## Set of tasks
**A)** Name every author credited in the civic trust article below.
**B)** Write the next part of the civic trust article below, picking up after its last sentence.
---------- Reading passage
Civic Trust: What’s In A Concept?

Article by Stefaan Verhulst, Andrew J. Zahuranec, Oscar Romero and Kim Ochilo: “We will only be able to improve civic trust once we know how to measure it…

A visualization of the ways to measure civic trust

Recently, there’s been a noticeable decline in trust toward institutions across different sectors of society. This is a serious issue, as evidenced by surveys including the Edelman Trust BarometerGallup, and Pew Research.

Diminishing trust presents substantial obstacles. It threatens to weaken the foundation of a pluralistic democracy, adversely affects public health, and hinders the collaboration needed to tackle worldwide challenges such as climate change. Trust forms the cornerstone of democratic social contracts and is crucial for maintaining the civic agreements essential for the prosperity and cohesion of communities, cities, and countries alike.
--------------------
---------- Recorded information
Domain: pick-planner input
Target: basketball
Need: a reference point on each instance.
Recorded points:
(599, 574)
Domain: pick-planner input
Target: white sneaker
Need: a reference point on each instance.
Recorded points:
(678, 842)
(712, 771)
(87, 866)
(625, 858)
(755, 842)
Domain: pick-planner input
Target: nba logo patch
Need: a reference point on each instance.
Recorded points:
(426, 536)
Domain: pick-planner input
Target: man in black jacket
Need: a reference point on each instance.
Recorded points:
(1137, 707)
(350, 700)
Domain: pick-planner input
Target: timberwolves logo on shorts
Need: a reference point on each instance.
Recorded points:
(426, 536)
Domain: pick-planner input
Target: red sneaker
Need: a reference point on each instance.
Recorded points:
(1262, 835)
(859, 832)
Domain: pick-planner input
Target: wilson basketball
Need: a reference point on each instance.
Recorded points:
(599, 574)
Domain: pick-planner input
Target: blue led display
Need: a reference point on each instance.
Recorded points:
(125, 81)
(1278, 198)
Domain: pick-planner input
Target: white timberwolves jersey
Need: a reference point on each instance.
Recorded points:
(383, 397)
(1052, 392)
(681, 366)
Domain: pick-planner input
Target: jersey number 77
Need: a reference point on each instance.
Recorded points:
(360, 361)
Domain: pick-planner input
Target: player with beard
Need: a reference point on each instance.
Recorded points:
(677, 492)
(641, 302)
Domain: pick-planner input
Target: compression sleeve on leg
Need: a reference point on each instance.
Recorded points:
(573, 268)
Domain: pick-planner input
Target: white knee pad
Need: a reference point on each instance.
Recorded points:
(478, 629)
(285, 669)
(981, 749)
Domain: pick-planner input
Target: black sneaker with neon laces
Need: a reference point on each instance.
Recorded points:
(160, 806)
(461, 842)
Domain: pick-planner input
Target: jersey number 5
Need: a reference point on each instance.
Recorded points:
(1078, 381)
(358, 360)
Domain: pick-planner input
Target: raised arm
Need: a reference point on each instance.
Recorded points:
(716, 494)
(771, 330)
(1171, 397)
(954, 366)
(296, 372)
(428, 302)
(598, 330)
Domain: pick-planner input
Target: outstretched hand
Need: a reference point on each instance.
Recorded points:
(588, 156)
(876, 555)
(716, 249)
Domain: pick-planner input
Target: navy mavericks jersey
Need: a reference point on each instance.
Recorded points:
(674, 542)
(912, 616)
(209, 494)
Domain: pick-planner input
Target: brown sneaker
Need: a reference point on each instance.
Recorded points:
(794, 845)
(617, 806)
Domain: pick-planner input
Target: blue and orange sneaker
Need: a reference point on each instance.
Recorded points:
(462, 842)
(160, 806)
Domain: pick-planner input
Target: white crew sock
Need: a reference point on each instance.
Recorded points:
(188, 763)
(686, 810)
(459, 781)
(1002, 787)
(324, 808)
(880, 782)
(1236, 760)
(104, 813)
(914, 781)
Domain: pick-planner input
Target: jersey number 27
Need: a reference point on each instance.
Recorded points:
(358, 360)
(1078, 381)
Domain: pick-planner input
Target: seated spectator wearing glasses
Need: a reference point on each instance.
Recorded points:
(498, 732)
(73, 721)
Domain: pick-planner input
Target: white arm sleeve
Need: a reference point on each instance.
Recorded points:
--------------------
## Answers by task
**A)** Stefaan Verhulst, Andrew J. Zahuranec, Oscar Romero, Kim Ochilo

**B)**
Yet to increase civic trust, we need to know what we mean by it and how to measure it, which turns out to be a challenging exercise. Toward that end, The GovLab at New York University and the New York Civic Engagement Commission joined forces to catalog and identify methodologies to quantify and understand the nuances of civic trust.

“Building trust across New York is essential if we want to deepen civic engagement,” said Sarah Sayeed, Chair and Executive Director of the Civic Engagement Commission. “Trust is the cornerstone of a healthy community and robust democracy.”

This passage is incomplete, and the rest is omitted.